◆ What you have to do
Convert the records below, starting with the line containing "Detect all instances of fingers" and continuing through the line containing "[482,0,892,248]", into a numbered list with blank lines omitted.

◆ Records for this exercise

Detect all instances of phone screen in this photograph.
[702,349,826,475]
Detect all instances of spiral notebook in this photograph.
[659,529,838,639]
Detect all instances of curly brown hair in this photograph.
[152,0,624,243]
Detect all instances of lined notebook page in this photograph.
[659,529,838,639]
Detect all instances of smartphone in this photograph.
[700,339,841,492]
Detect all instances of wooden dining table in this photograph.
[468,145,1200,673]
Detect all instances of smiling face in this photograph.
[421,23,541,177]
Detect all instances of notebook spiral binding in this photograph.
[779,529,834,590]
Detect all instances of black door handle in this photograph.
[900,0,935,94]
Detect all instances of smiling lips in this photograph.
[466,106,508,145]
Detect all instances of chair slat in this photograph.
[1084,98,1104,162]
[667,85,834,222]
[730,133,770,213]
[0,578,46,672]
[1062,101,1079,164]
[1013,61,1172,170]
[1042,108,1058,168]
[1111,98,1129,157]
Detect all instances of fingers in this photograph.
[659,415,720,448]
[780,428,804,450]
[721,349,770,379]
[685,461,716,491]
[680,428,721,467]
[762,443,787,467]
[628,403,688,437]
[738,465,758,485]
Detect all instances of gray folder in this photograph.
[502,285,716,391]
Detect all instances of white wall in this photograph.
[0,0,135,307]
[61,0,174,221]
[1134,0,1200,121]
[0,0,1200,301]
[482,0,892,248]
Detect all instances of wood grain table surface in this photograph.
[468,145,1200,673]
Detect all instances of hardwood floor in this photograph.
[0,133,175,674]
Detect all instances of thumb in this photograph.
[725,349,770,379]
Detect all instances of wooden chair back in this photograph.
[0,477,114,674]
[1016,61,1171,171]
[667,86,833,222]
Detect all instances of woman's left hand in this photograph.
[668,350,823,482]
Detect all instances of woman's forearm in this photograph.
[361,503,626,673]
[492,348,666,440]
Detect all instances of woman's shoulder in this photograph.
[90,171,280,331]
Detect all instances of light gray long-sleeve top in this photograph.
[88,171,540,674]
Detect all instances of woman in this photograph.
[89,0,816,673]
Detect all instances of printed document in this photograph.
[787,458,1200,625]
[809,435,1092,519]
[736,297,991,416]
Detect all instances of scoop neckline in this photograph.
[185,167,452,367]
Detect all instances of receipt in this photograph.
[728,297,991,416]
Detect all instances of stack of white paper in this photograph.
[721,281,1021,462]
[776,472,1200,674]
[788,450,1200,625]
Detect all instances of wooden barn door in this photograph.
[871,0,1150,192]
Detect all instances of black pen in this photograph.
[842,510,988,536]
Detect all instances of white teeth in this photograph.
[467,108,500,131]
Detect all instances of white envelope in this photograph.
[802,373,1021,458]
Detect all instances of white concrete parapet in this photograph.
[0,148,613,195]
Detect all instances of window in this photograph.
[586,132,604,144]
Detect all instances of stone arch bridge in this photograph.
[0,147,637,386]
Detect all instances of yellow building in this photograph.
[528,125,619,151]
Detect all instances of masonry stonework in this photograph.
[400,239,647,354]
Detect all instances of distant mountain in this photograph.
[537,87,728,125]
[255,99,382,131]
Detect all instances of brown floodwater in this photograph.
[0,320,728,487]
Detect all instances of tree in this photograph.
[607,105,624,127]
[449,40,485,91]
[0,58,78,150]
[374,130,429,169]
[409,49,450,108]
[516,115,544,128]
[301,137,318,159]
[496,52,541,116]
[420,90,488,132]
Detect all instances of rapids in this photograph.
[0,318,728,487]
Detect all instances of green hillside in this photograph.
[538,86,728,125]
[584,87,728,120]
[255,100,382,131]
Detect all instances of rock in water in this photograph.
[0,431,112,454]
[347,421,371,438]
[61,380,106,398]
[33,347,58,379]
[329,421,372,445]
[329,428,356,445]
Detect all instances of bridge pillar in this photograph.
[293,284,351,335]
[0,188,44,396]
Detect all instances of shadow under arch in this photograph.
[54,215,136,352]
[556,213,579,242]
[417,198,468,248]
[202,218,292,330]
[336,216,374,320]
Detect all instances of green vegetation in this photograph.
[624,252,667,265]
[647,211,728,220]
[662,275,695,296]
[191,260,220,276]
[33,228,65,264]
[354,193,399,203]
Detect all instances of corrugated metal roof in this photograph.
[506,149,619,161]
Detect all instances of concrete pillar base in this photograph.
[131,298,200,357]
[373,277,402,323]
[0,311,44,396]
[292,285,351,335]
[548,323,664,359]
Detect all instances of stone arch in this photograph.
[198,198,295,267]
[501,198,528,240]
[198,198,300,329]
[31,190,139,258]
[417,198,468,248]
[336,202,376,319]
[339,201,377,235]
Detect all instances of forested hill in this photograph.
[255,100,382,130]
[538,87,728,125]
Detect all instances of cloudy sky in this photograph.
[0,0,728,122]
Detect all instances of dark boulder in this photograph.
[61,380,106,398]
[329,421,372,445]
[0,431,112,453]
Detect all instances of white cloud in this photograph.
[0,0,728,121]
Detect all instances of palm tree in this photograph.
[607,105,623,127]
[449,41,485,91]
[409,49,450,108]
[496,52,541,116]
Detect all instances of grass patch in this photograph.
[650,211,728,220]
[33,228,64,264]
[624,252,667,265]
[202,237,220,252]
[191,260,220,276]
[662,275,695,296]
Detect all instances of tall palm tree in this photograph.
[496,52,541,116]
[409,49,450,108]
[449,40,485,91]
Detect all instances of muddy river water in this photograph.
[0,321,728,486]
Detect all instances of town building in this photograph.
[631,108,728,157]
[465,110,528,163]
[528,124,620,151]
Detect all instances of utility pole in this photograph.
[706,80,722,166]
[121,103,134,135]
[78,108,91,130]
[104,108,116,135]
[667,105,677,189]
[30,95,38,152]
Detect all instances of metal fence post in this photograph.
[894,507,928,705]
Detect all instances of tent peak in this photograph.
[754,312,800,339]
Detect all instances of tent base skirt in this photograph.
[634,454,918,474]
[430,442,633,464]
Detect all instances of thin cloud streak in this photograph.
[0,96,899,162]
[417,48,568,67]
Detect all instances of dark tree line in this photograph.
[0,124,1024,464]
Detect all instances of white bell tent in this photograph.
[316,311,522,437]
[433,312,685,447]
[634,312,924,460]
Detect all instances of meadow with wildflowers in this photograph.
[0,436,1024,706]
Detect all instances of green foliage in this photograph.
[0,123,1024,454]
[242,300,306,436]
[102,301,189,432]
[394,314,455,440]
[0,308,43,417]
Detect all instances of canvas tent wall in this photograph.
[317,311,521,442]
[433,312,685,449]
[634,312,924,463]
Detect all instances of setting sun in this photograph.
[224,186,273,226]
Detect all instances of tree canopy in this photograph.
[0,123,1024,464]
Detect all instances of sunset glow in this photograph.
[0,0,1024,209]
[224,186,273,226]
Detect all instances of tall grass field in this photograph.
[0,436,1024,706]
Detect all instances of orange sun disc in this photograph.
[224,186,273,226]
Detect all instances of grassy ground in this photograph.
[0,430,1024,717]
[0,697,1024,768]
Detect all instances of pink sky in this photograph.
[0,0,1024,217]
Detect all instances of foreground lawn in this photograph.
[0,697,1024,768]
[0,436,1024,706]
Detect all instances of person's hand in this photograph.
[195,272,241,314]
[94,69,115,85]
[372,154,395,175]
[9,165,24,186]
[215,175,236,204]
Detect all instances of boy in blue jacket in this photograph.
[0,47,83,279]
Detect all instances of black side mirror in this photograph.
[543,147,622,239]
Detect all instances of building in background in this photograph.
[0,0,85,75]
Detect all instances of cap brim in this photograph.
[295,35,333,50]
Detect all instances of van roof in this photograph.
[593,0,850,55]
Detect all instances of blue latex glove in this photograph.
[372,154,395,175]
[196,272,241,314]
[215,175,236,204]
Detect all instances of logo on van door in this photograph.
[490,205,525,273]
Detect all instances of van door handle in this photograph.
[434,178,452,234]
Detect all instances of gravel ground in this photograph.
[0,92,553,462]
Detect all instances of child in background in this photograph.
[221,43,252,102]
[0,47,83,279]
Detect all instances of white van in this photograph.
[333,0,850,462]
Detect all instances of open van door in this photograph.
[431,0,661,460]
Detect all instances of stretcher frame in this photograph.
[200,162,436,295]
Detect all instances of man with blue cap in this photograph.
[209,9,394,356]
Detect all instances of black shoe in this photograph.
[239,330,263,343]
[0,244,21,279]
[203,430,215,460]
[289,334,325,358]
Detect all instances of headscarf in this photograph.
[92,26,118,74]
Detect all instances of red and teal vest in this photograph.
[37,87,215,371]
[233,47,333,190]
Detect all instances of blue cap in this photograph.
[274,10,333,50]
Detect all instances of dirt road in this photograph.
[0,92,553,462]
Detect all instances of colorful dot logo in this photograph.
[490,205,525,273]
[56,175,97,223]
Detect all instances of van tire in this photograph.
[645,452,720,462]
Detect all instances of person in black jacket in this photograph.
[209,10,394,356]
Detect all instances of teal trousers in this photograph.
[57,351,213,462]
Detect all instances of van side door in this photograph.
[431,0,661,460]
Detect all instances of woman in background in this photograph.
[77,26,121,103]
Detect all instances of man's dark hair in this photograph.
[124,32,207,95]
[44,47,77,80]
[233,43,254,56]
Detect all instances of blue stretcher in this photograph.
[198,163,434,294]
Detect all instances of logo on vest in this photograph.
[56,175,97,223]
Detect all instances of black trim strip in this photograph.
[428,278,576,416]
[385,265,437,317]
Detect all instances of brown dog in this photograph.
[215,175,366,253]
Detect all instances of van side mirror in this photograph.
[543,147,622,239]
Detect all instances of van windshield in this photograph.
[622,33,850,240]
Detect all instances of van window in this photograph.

◆ The solution
1. Detect all instances of fingers in this photograph.
2. [659,415,720,448]
3. [780,428,804,450]
4. [721,349,770,379]
5. [685,461,716,491]
6. [680,428,721,467]
7. [762,443,787,467]
8. [628,403,688,437]
9. [738,465,758,485]
10. Detect all instances of gray folder in this photograph.
11. [502,285,716,391]
12. Detect all instances of white wall in this photograph.
13. [0,0,135,307]
14. [61,0,174,221]
15. [1134,0,1200,121]
16. [0,0,1200,301]
17. [482,0,892,248]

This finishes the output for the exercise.